SUPPLIED PASSAGE =
----

Born in 1912, Woody Guthrie was an American singer-songwriter and folk musician whose musical legacy includes hundreds of political, traditional and children's songs, ballads and improvised works. He frequently performed with the slogan "This Machine Kills Fascists" displayed on his guitar. His best-known song is "This Land Is Your Land." Songwriters as Bob Dylan, Phil Ochs, Bruce Springsteen, Robert Hunter, Harry Chapin, John Mellencamp, Pete Seeger, Andy Irvine, Joe Strummer, Billy Bragg, Jerry Garcia, Jay Farrar, Bob Weir, Jeff Tweedy, Bob Childers and Tom Paxton have acknowledged Guthrie as a major influence. Folk musician Arlo Guthrie is one of Woody’s eight children.
By the late 1940s, Guthrie's health was declining. He received various misdiagnoses, but in 1952, it was finally determined that he was suffering from Huntington's disease. During the more than 15 years that the disease affected him, he struggled to continue to communicate his conviction that every man, woman and child has within them the power to make a difference. In 1967, Woody Guthrie, lost his battle with HD. He was just 55 years old.
Soon after his death, his widow Marjorie vowed to do something about this silent killer. At the time, little was known about the disease. Marjorie placed a small ad in a New York City newspaper and slowly gathered a determined handful of volunteers and HD families from across the United States. From that first moment, when Marjorie Guthrie reached out to other HD families, a worldwide movement began that would change the lives of those living with HD and bring hope to families.
Dynamic and compelling, Marjorie Guthrie convinced then President Jimmy Carter to form a Presidential Commission to study neurological diseases, including HD. The recommendations that resulted from that 1977 report have served as the cornerstone of HDSA's commitment to the care and cure of HD.
In 1983, HDSA Coalition for the Cure investigator, Dr. James Gusella, found the very first marker for the disease and, after a ten year search that involved collaboration among the top HD researchers worldwide, the gene was located on the short arm of chromosome 4.

----

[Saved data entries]
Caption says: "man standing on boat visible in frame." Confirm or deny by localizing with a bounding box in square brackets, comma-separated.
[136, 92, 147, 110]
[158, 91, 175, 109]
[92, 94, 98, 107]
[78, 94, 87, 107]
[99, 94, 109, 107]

----

WHAT THIS EXERCISE ASKS =
• a. Summarize the passage about Woody Guthrie and Huntington's disease in two sentences.
• b. Write the next part of the passage about Woody Guthrie and Huntington's disease, picking up after its final sentence.

RESPONSES PER TASK =
• a. Woody Guthrie, the folk musician best known for "This Land Is Your Land," was diagnosed with Huntington's disease in 1952 and died of it in 1967 at age 55. His widow Marjorie then gathered HD families and volunteers into a worldwide movement and convinced President Jimmy Carter to form a commission whose 1977 recommendations became the cornerstone of HDSA's commitment, and after a ten-year search researchers located the HD gene on chromosome 4.

• b.
Since that time, research has progressed rapidly and, in 2004, HDSA formed a pipeline for drug discovery that begins in the laboratory with basic science (HDSA Grants & Fellows program and the prestigious HDSA Coalition for the Cure) progresses to applied/transitional research (HDSA partner CHDI) and then moves to patient's bedside in the form of human clinical trials that test the most promising compounds often at HDSA Centers of Excellence. Today the question our families ask is not "if" there will be a treatment or cure, but "when."
In the area of care, HDSA has created a national network of resources and referrals that are unmatched by any other HD organization. HDSA Centers of Excellence provide medical and social services to those affected by HD and their families while a toll free helpline - 1-800-345-HDSA - and this web site help to provide access to services. HDSA chapters, affiliates, regions, social workers, and support groups work in tandem with the Centers of Excellence to increase awareness about HD and raise funds for research, education and family services.
Marjorie Guthrie died just a few months before the marker was found in 1983. But in the 16 years that she worked to bring this disease out of the family closet, she brought empathy and hope - a hope for a future free of HD - to those affected by this devastating disease. Her work resulted in what is today the Huntington's Disease Society of America. HDSA is dedicated to completing the work that this courageous woman started.